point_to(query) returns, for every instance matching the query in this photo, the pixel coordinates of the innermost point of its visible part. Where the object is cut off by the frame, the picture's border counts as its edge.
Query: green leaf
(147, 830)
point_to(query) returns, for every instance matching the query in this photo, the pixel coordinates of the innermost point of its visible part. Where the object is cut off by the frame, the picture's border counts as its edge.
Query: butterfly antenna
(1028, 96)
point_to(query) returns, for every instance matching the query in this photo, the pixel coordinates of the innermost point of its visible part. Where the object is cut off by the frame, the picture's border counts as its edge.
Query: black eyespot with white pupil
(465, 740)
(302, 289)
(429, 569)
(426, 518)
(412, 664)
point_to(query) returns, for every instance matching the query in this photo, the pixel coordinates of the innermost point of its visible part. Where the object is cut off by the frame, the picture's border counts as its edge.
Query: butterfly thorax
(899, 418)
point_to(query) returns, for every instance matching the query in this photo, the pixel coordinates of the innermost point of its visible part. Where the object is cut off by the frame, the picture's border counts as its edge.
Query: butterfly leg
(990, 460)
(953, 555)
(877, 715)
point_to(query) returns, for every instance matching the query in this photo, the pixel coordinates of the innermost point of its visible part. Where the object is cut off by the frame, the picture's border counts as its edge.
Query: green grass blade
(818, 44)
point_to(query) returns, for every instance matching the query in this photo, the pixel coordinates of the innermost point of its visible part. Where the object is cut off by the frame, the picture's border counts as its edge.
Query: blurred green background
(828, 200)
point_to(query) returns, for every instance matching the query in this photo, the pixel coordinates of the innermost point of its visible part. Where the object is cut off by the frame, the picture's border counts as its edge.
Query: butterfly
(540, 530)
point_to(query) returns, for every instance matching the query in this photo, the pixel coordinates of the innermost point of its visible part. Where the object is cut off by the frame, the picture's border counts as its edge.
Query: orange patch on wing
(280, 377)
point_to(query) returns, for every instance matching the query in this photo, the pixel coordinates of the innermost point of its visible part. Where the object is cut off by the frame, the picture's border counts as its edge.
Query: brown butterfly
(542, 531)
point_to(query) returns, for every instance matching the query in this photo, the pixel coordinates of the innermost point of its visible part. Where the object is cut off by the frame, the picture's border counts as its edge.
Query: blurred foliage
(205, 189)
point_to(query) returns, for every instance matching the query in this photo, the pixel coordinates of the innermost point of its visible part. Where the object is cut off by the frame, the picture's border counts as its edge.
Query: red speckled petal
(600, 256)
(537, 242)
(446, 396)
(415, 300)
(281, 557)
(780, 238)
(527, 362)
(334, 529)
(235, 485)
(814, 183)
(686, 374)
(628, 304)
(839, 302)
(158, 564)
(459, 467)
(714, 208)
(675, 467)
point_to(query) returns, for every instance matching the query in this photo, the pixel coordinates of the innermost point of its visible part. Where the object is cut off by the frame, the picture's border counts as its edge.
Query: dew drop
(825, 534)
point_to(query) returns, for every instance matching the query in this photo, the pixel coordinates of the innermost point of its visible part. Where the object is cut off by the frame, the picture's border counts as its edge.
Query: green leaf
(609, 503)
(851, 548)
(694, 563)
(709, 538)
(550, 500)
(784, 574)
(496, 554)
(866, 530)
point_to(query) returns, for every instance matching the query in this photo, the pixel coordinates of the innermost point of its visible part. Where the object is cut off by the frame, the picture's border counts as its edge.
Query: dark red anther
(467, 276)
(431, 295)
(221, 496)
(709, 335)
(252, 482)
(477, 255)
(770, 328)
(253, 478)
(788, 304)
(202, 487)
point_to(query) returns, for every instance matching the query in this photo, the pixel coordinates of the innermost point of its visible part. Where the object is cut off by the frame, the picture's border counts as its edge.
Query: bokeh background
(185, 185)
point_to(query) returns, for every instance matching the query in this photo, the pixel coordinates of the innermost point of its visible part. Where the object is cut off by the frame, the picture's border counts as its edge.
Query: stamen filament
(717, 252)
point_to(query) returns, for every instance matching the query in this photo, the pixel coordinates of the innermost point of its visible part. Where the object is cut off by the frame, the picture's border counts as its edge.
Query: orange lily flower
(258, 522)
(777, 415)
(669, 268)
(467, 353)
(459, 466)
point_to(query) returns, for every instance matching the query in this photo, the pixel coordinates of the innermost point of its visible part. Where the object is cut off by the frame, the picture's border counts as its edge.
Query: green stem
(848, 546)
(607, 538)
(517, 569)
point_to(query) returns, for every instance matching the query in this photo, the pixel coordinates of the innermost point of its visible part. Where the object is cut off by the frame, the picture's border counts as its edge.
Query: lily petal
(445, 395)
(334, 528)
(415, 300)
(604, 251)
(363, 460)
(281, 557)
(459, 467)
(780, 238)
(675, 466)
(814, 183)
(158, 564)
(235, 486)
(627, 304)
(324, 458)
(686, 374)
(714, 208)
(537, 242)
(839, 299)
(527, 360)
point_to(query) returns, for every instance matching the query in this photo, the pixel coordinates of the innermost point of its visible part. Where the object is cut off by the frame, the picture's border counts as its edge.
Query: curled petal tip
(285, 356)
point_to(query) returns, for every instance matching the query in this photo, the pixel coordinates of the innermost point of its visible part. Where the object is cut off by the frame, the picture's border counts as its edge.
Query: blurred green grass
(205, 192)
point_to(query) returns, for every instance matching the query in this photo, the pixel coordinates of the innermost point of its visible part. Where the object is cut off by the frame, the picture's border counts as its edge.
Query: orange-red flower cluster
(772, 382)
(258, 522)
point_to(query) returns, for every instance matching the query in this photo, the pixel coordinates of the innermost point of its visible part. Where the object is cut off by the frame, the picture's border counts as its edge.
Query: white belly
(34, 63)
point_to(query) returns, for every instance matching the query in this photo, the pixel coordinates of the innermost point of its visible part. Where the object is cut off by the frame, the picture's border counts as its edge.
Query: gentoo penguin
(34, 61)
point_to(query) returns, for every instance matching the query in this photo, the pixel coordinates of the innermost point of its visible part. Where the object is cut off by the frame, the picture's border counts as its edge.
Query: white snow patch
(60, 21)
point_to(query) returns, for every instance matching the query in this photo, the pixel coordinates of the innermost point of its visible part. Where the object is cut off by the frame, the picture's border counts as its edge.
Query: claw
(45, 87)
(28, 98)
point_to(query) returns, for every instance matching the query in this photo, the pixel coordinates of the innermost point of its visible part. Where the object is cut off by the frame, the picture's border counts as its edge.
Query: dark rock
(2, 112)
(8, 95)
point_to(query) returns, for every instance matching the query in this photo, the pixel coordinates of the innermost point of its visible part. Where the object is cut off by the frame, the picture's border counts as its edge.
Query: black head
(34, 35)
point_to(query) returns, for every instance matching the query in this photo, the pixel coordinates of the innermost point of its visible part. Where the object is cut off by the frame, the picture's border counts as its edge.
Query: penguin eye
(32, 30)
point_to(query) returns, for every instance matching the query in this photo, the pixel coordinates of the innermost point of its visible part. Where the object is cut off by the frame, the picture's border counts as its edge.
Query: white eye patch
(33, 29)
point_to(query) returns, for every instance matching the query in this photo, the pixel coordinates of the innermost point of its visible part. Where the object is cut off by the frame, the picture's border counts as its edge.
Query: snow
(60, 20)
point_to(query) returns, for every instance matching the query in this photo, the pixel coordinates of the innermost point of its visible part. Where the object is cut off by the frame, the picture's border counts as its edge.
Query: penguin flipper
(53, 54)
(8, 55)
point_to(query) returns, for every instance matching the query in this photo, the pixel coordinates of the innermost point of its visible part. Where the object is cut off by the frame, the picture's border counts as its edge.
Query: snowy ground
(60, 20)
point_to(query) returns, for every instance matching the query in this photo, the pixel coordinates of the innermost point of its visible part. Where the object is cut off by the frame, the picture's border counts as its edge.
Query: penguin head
○ ○ ○ ○ ○
* [Task]: Output all of the data without altering a single line.

* [Result of the exercise]:
point_to(query) returns, for every instance matching the query in this photo, the pixel coordinates of the innermost point of its visible part. Where the object is cut off by the frame, the picture's border counts as its edge.
Query: green leaf
(147, 830)
point_to(query) returns, for every instance matching the query in this photo, the pixel coordinates of the innermost point of its visible part. Where the object is cut off by the frame, the picture's border counts as its edge.
Query: butterfly antenna
(1028, 96)
point_to(query) returns, for every instance matching the query in this photo, the pixel coordinates of the innermost point of its visible part. Where the object is cut off by the frame, the picture's border counts as its edge.
Query: black eyespot with white pupil
(465, 740)
(302, 289)
(429, 569)
(426, 518)
(412, 664)
point_to(query) returns, for every instance matching the query in this photo, the pixel coordinates of the innermost point of its visible part. Where the object is cut off by the frame, the picture's border counts as its edge.
Query: butterfly thorax
(899, 418)
point_to(query) returns, for every instance matching the query in this photo, the pixel coordinates of the innermost point of its visible part. Where the object is cut off by the frame, the picture's border counts as its edge.
Query: butterfly leg
(990, 460)
(953, 555)
(877, 715)
point_to(query) returns, for every instance matching the query in this photo, the pixel coordinates of the innermost point of its visible part. Where the object is cut off by the frame, the picture's border counts as its edge.
Query: green grass blade
(818, 44)
point_to(query) returns, for every instance matching the query in this photo, the pixel coordinates of the innermost point of its visible part. Where the object is cut off by the frame, the picture's border counts as its edge.
Query: blurred green background
(828, 200)
point_to(query) returns, for every instance matching the query in this photo, the pixel coordinates of the innermost point of its visible part. Where the object is cut off by the frame, the picture's border counts as its edge.
Query: butterfly
(540, 530)
point_to(query) returns, for every instance matching the query in this photo, the pixel coordinates of the innermost point of its visible part. Where the object is cut off by the frame, the picture's border counts as its edge.
Query: orange patch on wing
(280, 377)
point_to(query) returns, for every instance matching the query in this photo, the pixel coordinates of the innermost point of its visible part. Where the object is cut off by the frame, the picture's border counts as its edge.
Query: brown butterfly
(542, 531)
point_to(query) returns, for every instance matching the query in this photo, the pixel coordinates of the innermost point of its visible part. Where the object is cut off by the frame, the picture's border counts as its edge.
Query: blurred foliage
(205, 189)
point_to(query) returns, for every instance matching the query in this photo, the pixel coordinates of the innermost point of its visible part. Where the object is cut off by the frame, the picture's border counts as its edge.
Query: red speckled petal
(600, 256)
(537, 242)
(446, 396)
(415, 300)
(281, 557)
(780, 238)
(527, 362)
(334, 529)
(235, 485)
(814, 183)
(686, 374)
(628, 304)
(839, 302)
(158, 564)
(459, 467)
(714, 208)
(675, 467)
point_to(query) returns, for every instance matching the query in this photo, the pixel coordinates of the innermost point of its visible part. Where the object is cut off by the frame, the picture's border counts as its edge.
Query: dew drop
(825, 534)
point_to(query) returns, for every instance matching the query in this photo, the pixel coordinates of the innermost point of its visible part. Where the object is cut off by the frame, the picture's border counts as its edge.
Query: green leaf
(609, 503)
(851, 548)
(694, 563)
(709, 538)
(550, 500)
(784, 574)
(496, 554)
(866, 530)
point_to(query) returns, for every instance matching the query in this photo, the pixel coordinates of the innermost point of its visible part. Where the object is cut off by the frame, the picture's border counts as its edge.
Query: dark red anther
(467, 276)
(431, 295)
(221, 496)
(709, 335)
(252, 482)
(477, 255)
(770, 328)
(253, 478)
(788, 304)
(202, 487)
point_to(query) returns, for every instance matching the query in this photo, the pixel coordinates of the innermost point of its visible part. Where the object is cut off by the frame, the picture's border counts as its edge.
Query: bokeh background
(185, 185)
point_to(query) returns, for every instance matching the query in this photo, the pixel coordinates of the innermost point of its visible part. Where the object is cut off by the frame, the picture's border counts as its edge.
Query: stamen filament
(717, 252)
point_to(query) returns, for every instance matching the query in this photo, the pixel coordinates of the innermost point of its visible part. Where the object is cut off by the frame, the picture's border counts as its edge.
Query: orange lily flower
(258, 522)
(777, 415)
(669, 268)
(467, 353)
(459, 466)
point_to(query) returns, for every instance matching the query in this photo, the pixel coordinates of the innermost point of its visible part. Where the object is cut off by the frame, the picture's border counts as its edge.
Query: green stem
(848, 546)
(607, 538)
(517, 569)
point_to(query) returns, for every instance matching the query in this photo, the pixel coordinates of the innermost point of its visible part. Where the object is cut off by the frame, the picture's border counts as its edge.
Query: lily petal
(445, 395)
(334, 528)
(415, 300)
(604, 251)
(363, 460)
(281, 557)
(459, 467)
(780, 238)
(675, 466)
(814, 183)
(158, 564)
(235, 486)
(627, 304)
(324, 458)
(686, 374)
(714, 208)
(537, 242)
(839, 299)
(527, 360)
point_to(query) returns, for every instance matching the query in this photo, the pixel coordinates of the innermost point of its visible part. Where the object is cut off by the frame, the picture's border counts as its edge.
Query: curled petal tip
(285, 356)
point_to(query) returns, for every instance matching the query in this photo, the pixel coordinates of the innermost point of its visible part. Where the object is cut off by the frame, the picture's border counts as its edge.
Query: blurred green grass
(205, 192)
point_to(query) returns, for every instance matching the query in this photo, the pixel coordinates of the innermost point of its visible part. Where the object is cut off by the frame, the picture's border counts as its edge.
Query: orange-red flower cluster
(772, 382)
(258, 522)
point_to(query) returns, for every instance matching the query in this photo, the pixel coordinates of the innermost point of its visible part. Where the object is cut off by the frame, the picture's border counts as its edge.
Query: white belly
(34, 63)
point_to(query) returns, for every instance matching the query in this photo, the pixel coordinates of the innermost point of its visible part. Where the object is cut off by the frame, the picture's border counts as its edge.
Query: gentoo penguin
(34, 61)
point_to(query) returns, for every instance matching the query in this photo, the pixel coordinates of the innermost point of its visible part. Where the object is cut off by the frame, the picture's border counts as its edge.
Query: white snow patch
(60, 21)
point_to(query) returns, for every instance matching the query in this photo, the pixel coordinates of the innermost point of its visible part. Where the object is cut off by the frame, the picture's border counts as its edge.
Query: claw
(45, 87)
(28, 98)
point_to(query) returns, for every instance matching the query in this photo, the pixel coordinates of the innermost point of its visible part. Where the object is cut off by the frame, the picture's border counts as its edge.
Query: dark rock
(2, 112)
(8, 95)
point_to(query) returns, for every instance matching the query in this photo, the pixel coordinates of the innermost point of its visible part. Where the object is cut off by the frame, the picture's border counts as its edge.
Query: black head
(34, 35)
point_to(query) returns, for every instance matching the query in this photo, the pixel coordinates of the innermost point of its visible part. Where the object is cut off by the frame, the picture's border counts as its edge.
Query: penguin eye
(32, 30)
point_to(query) returns, for every instance matching the query in this photo, the pixel coordinates of the innermost point of its visible part. Where the object is cut off by the frame, the picture's border counts as its edge.
Query: white eye patch
(33, 29)
point_to(query) returns, for every instance matching the query in this photo, the pixel coordinates of the innermost point of its visible part. Where the object is cut off by the frame, the picture's border counts as its edge.
Query: snow
(60, 20)
point_to(query) returns, for every instance matching the query in this photo, the pixel coordinates of the innermost point of its visible part. Where the object is cut off by the frame, the picture's border counts as its edge.
Query: penguin flipper
(53, 54)
(8, 55)
point_to(query) returns, for every instance matching the query in this photo, the pixel coordinates of the innermost point of its visible part. Where the object is cut off by the frame, the picture's border counts as its edge.
Query: snowy ground
(60, 20)
point_to(query) returns, for every instance matching the query in this photo, the pixel coordinates of the innermost point of its visible part. Where the object is cut off by the frame, the picture's border counts as its edge.
Query: penguin head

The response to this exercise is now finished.